**INSTRUCTIONS FOR THE TASK:** Collect every line in the rows below that contains the string "instance", copying each one in full.

**PROVIDED RECORDS:**

-=-=-

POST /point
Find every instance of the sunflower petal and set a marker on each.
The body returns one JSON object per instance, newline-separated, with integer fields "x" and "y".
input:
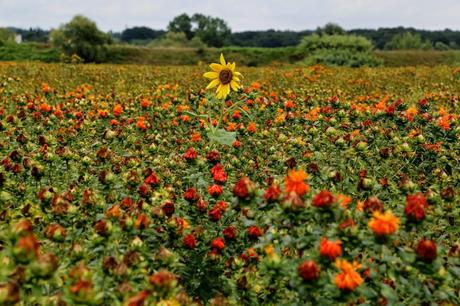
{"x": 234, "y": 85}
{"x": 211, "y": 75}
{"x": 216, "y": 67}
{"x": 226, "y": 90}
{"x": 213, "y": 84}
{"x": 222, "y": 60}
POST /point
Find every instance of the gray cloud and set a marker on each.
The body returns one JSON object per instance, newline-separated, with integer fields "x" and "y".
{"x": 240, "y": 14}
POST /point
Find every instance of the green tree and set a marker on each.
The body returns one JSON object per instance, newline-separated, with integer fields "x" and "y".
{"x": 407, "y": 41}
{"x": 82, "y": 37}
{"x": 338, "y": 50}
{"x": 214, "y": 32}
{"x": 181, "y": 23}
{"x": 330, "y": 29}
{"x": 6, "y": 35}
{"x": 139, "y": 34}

-=-=-

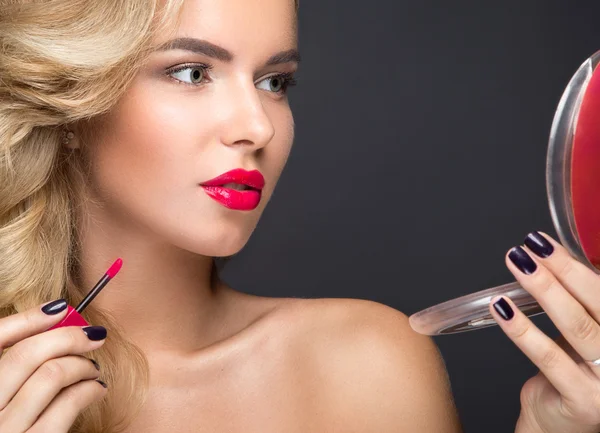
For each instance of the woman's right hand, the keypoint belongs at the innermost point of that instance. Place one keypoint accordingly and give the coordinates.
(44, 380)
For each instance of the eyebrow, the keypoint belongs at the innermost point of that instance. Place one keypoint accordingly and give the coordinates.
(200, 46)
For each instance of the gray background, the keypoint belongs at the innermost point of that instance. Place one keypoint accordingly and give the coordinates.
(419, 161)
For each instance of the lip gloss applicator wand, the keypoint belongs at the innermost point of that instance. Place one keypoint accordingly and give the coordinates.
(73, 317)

-=-=-

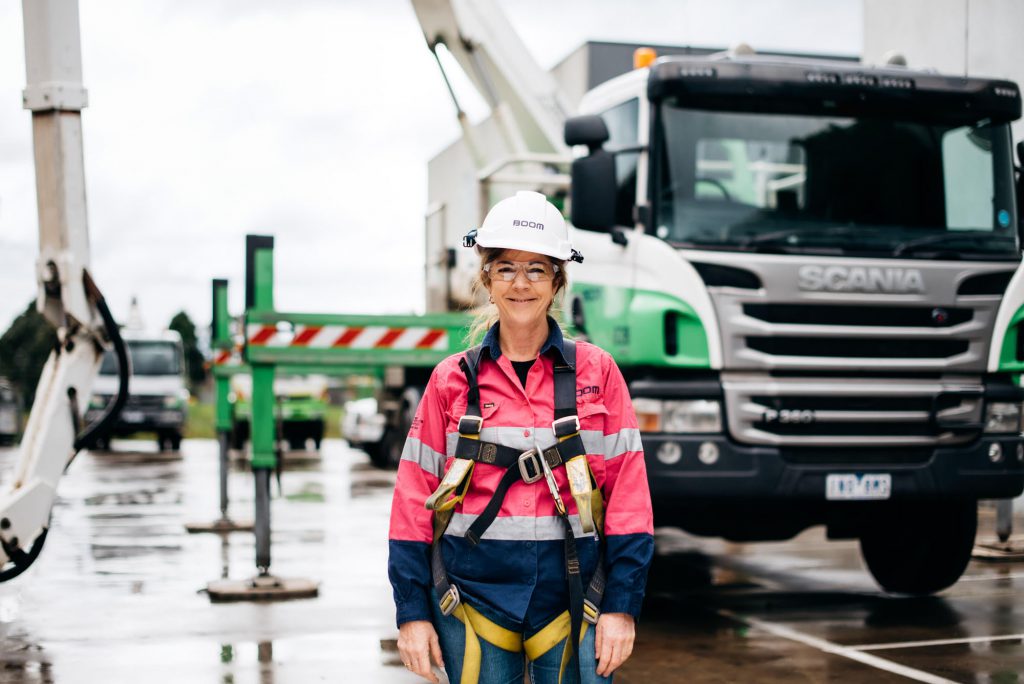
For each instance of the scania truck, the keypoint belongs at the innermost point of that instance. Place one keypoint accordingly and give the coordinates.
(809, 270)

-=-=-

**CORRECT OUTPUT:**
Find every instance of the sunflower petal and set a marker on each.
The body returns one JSON object per instance, newline-separated, with integer fields "x" and "y".
Find every instance of the gray cloud and set a marker on each.
The body returns one JSON object per instance, newline-separated, with integer fields "x" and "y".
Find every instance of the green tree and set a marker on each.
The body returns one JSON object per instance, newline-separated, with integer fields "x" and "y".
For each instance of the woman's right hand, the keypoint belongs at the innermost point of that instance. Place one keypoint accordingly and give the coordinates.
For each instance of the eyebrow, the keypoint belongs at the innermost point of that instance. Place one keypoint accordingly and give the coordinates.
For each instance of the gray background, the keypoint belongs at the innermost point of that instance. Place one keypoint accordingly and give the coordinates.
For each instance of the lip gloss applicator wand, the keypoint belongs at the innermost point of that instance. Place one keypoint accordingly and give the coordinates.
For each instance of the scania truck, the keypoint belongs at the innermost point of that instance. Place one keypoint accordingly and give the coordinates.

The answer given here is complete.